* [Problem description] Locate the line bearing "the white kurta" in the material below, then reproduce it and each following line up to and including the line bearing "the transparent riot".
★ ★ ★ ★ ★
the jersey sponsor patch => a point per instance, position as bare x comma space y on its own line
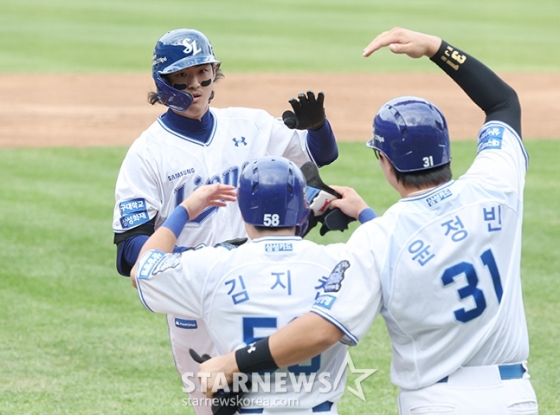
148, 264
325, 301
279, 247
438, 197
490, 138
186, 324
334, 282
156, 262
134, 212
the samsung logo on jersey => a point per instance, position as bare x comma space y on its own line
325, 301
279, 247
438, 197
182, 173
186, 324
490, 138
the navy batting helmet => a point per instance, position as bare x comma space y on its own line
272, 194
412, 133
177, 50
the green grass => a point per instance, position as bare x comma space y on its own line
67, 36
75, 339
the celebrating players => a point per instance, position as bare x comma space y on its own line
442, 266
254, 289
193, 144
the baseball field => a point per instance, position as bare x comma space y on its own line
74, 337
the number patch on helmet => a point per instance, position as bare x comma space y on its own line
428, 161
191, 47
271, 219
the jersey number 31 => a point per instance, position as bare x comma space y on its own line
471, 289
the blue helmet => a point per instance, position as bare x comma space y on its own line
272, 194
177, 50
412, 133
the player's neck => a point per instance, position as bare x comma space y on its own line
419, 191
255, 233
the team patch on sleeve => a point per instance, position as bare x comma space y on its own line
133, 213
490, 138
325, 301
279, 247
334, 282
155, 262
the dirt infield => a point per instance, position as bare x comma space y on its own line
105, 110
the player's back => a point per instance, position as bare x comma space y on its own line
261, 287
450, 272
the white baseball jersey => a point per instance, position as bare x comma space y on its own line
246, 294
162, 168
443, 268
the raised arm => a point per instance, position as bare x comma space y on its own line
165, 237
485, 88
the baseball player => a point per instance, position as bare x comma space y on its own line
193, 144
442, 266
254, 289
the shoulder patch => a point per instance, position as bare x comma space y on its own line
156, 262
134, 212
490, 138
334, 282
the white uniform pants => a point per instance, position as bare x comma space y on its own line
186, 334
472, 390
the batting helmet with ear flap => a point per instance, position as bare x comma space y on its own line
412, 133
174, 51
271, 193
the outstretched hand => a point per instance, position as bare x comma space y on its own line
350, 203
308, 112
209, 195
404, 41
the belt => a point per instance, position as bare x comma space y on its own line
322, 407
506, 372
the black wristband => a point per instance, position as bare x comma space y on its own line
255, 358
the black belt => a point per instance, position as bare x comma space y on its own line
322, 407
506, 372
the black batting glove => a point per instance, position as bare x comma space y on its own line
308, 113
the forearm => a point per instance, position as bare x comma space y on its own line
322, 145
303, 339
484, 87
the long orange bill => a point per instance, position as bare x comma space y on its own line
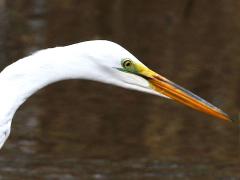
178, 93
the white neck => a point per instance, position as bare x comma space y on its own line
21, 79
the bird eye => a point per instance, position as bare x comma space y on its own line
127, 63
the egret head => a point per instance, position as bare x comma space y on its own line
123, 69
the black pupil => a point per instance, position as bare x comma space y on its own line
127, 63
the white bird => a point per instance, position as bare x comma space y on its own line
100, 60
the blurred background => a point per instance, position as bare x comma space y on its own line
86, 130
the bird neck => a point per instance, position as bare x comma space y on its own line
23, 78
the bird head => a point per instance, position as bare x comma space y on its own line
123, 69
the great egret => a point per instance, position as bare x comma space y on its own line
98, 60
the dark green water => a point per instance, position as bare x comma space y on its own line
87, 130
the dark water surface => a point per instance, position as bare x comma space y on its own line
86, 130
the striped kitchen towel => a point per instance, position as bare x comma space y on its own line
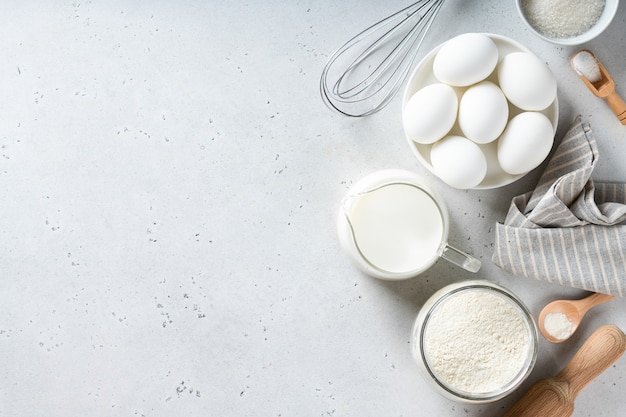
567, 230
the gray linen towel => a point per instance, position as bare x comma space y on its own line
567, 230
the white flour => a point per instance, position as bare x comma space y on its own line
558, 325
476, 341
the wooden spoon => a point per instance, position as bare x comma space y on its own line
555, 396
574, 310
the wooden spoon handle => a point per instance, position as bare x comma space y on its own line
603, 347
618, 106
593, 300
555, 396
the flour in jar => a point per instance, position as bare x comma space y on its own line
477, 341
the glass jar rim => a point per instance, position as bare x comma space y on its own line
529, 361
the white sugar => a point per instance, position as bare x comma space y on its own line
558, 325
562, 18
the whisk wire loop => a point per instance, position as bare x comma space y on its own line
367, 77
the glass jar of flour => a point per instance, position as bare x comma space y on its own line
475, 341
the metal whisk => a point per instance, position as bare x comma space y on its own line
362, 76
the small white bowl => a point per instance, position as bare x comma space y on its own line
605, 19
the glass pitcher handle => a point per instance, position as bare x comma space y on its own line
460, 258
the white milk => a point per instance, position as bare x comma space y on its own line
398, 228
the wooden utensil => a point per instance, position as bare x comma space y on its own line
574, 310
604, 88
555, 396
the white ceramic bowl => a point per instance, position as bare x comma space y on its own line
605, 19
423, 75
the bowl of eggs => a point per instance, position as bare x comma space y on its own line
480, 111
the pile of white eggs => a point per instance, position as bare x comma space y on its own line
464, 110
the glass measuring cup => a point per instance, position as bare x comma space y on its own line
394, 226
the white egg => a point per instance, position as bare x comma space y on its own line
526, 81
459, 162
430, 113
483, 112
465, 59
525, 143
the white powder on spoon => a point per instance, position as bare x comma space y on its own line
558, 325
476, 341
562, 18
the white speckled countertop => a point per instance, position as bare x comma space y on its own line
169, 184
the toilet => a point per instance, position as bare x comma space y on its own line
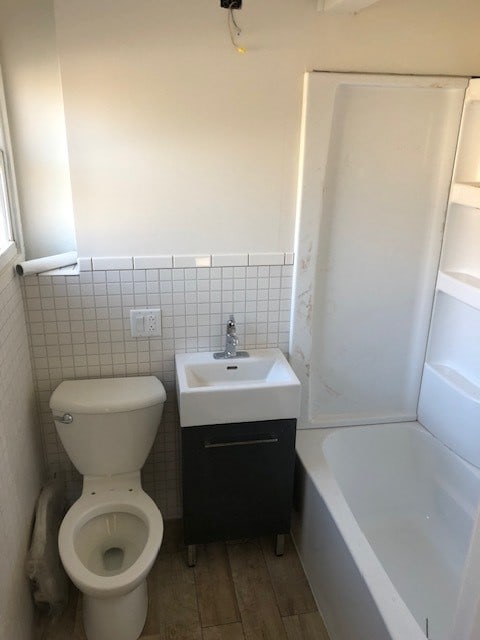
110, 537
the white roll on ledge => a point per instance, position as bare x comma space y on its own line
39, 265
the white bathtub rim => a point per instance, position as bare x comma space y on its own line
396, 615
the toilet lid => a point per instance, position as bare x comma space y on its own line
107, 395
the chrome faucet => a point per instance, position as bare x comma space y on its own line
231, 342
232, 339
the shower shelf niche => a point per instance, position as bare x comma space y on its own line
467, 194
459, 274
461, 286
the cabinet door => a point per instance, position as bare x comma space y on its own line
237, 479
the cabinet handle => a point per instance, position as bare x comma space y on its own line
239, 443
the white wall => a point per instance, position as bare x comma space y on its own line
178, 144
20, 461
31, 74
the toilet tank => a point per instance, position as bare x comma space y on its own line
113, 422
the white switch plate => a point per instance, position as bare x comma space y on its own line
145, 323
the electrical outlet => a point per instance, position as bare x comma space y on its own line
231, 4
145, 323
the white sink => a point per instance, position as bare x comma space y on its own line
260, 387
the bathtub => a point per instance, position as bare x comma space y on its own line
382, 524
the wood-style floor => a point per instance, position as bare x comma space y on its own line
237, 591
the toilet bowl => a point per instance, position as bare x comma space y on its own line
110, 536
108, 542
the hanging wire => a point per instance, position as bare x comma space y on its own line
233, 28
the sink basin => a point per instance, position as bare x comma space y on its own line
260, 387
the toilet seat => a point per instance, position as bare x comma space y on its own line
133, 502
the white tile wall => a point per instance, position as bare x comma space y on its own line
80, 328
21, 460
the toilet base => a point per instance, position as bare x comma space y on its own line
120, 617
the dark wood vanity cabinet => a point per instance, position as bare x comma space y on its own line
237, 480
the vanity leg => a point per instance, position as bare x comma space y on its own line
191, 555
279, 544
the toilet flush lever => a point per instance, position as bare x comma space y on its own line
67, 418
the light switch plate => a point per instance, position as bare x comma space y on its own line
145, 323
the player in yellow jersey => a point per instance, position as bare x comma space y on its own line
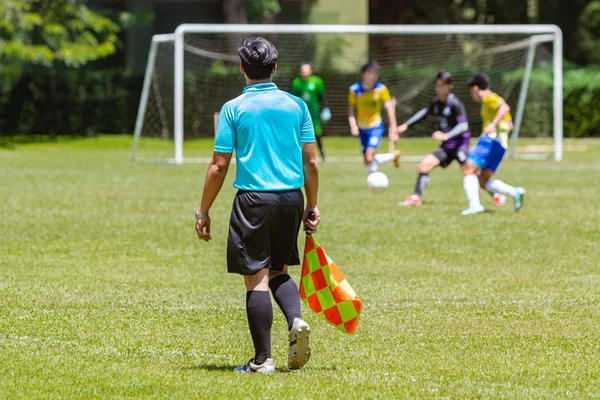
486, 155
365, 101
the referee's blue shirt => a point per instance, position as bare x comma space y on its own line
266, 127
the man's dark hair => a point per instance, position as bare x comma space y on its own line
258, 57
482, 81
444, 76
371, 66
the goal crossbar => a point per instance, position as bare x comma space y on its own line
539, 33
★ ★ ★ ★ ★
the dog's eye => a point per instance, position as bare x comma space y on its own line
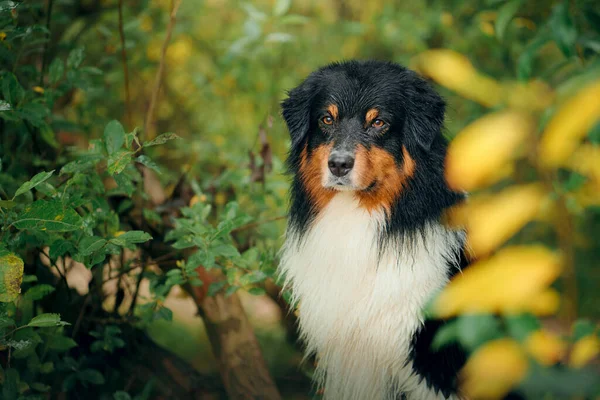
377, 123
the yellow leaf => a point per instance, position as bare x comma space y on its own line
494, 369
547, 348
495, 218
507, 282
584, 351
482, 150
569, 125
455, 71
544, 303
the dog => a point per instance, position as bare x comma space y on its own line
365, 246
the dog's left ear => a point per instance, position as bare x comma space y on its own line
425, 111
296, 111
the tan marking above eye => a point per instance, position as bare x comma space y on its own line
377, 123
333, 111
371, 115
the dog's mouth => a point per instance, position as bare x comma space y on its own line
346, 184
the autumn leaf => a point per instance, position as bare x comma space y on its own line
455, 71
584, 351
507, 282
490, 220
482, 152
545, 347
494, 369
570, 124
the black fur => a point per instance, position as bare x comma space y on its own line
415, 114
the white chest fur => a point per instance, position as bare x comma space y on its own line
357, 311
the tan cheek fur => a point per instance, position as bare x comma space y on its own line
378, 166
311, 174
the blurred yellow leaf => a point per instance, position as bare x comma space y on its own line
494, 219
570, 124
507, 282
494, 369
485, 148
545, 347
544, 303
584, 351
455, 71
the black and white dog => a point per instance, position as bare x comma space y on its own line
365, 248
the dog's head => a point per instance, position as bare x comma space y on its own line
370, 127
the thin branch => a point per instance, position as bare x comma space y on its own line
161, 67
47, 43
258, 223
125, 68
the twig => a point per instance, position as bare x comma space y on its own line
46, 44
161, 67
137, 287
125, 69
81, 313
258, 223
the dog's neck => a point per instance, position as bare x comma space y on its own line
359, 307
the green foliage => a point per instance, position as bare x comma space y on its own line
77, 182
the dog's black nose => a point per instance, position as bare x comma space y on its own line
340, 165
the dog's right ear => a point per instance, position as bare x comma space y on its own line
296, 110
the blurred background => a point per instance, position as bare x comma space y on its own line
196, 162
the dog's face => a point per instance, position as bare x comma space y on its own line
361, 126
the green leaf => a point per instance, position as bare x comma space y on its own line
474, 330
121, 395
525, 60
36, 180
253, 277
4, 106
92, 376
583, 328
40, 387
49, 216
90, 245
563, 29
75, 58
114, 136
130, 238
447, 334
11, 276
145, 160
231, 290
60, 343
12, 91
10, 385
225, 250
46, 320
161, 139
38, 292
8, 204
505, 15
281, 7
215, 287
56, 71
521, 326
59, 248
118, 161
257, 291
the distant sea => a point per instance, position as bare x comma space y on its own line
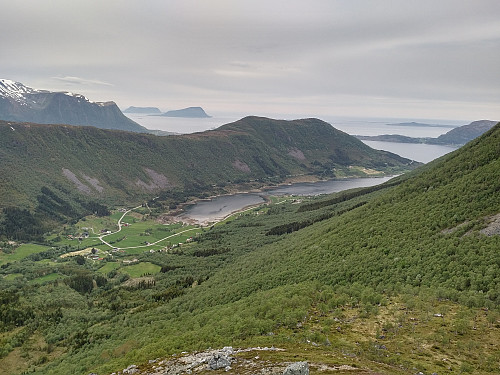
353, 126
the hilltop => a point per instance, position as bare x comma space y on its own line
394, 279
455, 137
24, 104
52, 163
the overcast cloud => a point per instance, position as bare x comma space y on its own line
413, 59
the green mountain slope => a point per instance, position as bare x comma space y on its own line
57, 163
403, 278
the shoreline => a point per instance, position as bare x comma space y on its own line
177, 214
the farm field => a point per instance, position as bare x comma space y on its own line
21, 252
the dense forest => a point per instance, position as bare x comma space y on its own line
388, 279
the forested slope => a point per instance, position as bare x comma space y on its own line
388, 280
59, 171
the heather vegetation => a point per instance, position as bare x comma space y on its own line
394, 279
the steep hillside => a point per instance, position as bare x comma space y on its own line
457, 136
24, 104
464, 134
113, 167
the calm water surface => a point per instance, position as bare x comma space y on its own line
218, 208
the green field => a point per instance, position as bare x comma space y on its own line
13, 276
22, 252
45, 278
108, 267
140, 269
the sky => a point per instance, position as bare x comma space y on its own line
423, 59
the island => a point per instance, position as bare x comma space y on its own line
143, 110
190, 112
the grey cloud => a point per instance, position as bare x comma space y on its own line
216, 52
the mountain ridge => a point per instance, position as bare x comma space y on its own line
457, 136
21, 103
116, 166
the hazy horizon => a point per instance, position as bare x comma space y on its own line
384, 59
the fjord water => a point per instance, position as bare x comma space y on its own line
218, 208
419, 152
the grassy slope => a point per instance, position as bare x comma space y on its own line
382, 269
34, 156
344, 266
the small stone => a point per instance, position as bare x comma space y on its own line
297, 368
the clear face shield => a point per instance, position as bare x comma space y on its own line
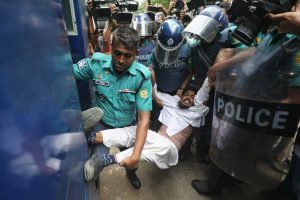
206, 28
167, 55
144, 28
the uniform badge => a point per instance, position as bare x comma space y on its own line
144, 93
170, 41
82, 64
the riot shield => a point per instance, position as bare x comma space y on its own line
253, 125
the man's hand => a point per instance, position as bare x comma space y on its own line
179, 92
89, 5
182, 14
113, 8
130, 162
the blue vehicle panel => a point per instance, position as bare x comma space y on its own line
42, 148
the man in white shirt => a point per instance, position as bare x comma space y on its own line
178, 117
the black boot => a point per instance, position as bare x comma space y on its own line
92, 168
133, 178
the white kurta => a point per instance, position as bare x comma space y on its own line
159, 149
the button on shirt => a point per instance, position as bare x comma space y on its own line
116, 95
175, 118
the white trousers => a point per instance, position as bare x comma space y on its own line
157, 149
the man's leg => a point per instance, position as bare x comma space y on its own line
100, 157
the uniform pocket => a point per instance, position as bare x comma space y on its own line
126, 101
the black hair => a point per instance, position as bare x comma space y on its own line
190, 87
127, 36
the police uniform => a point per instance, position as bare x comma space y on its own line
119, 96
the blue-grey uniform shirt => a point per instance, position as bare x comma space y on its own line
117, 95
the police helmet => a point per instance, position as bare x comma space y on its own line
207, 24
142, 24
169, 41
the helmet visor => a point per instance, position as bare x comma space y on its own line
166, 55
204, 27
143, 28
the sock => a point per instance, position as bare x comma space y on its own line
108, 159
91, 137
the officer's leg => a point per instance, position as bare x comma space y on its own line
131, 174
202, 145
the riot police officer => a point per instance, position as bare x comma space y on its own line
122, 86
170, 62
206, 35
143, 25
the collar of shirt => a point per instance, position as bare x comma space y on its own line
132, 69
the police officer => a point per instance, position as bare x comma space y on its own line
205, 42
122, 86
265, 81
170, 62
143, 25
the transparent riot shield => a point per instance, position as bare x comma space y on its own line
★ ★ ★ ★ ★
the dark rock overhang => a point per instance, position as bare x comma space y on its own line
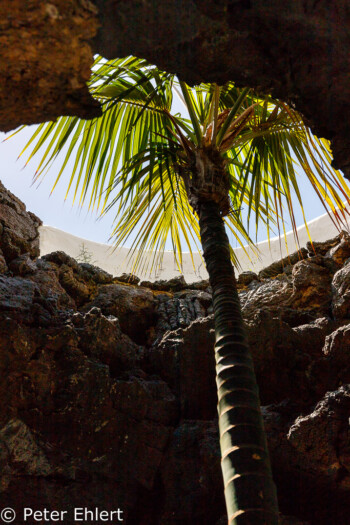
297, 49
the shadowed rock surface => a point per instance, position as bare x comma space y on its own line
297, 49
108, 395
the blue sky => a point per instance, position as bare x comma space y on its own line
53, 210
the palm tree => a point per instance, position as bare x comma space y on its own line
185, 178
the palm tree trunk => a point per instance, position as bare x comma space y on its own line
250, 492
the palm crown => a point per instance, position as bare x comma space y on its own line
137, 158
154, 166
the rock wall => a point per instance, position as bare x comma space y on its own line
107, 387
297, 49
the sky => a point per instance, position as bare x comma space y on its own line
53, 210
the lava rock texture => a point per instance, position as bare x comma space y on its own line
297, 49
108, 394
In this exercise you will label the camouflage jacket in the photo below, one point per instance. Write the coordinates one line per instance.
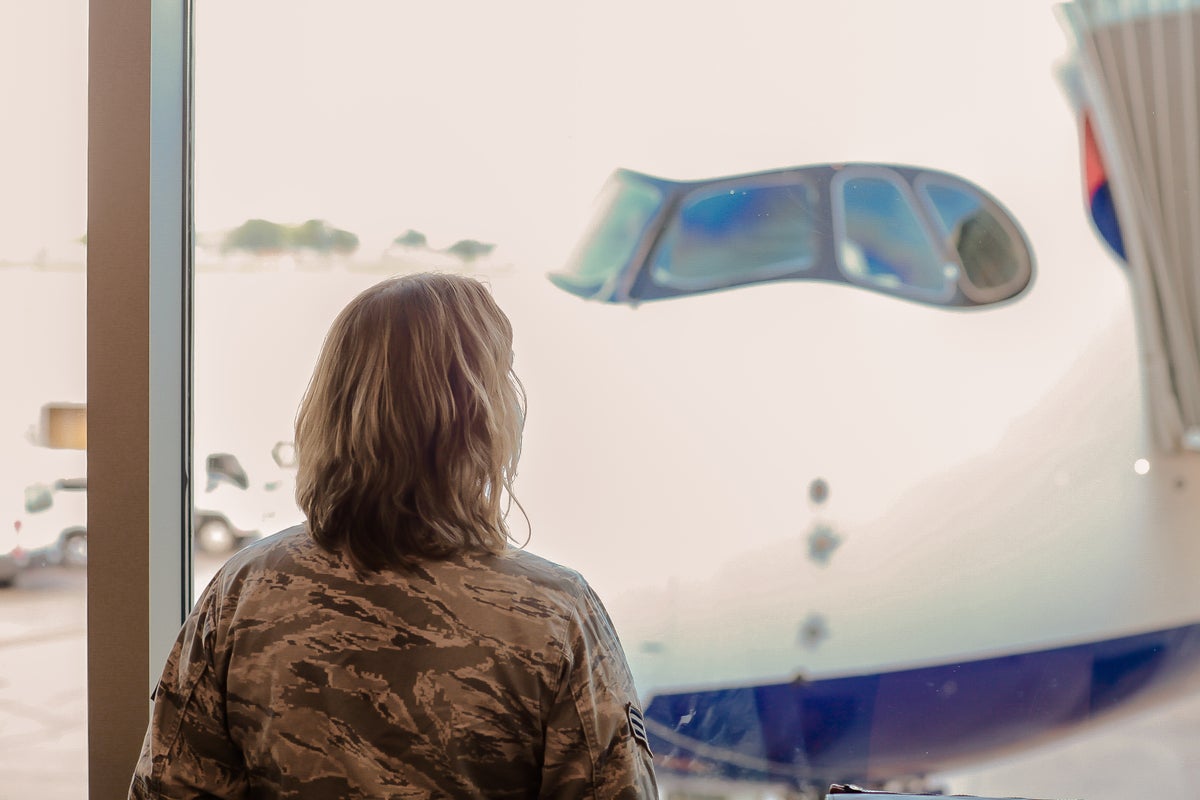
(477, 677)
★ ★ ★ ★ ★
* [Solution to this task]
the white kurta => a point per instance, position as bare x comma space y on its own line
159, 149
the button on shirt => a point per instance, position as bare x comma space y on its own line
116, 95
175, 118
the white trousers => a point per instance, position as bare x comma space y on its own line
157, 149
the man's leg => a point per instance, position as bare x comma space y on its own line
100, 157
the uniform pocket => a point per instance, position as bare x comma space y on its own line
126, 101
the black hair => a point per instance, position as bare x comma space y on its own line
190, 87
127, 36
the police uniform => a point per instance, position as bare x comma space y on its own line
119, 96
the blue-grey uniform shirt => a point per instance, position as bare x comma space y on its own line
117, 95
the police helmet => a point per instance, position as bare x comma space y on its own line
207, 24
142, 24
169, 41
the helmet visor => a point per instance, position as bare x comma space y on its own line
166, 55
204, 27
143, 28
the sock => a point per instance, position as bare x comma space y on its own line
108, 159
91, 137
the officer's leg => a point per instance, position as bare x comma space y on its own line
131, 174
202, 145
the riot police officer => a point per instance, position as bare x comma space y on its own line
122, 86
170, 62
206, 35
143, 25
the collar of shirt => a point per instance, position as bare x comma space y on its own line
132, 69
the police officer => a point per instance, position as bare x comma space y on its own line
205, 42
122, 86
265, 81
170, 62
143, 25
the transparent riot shield => a point per instance, position as bare x comma space y on its own line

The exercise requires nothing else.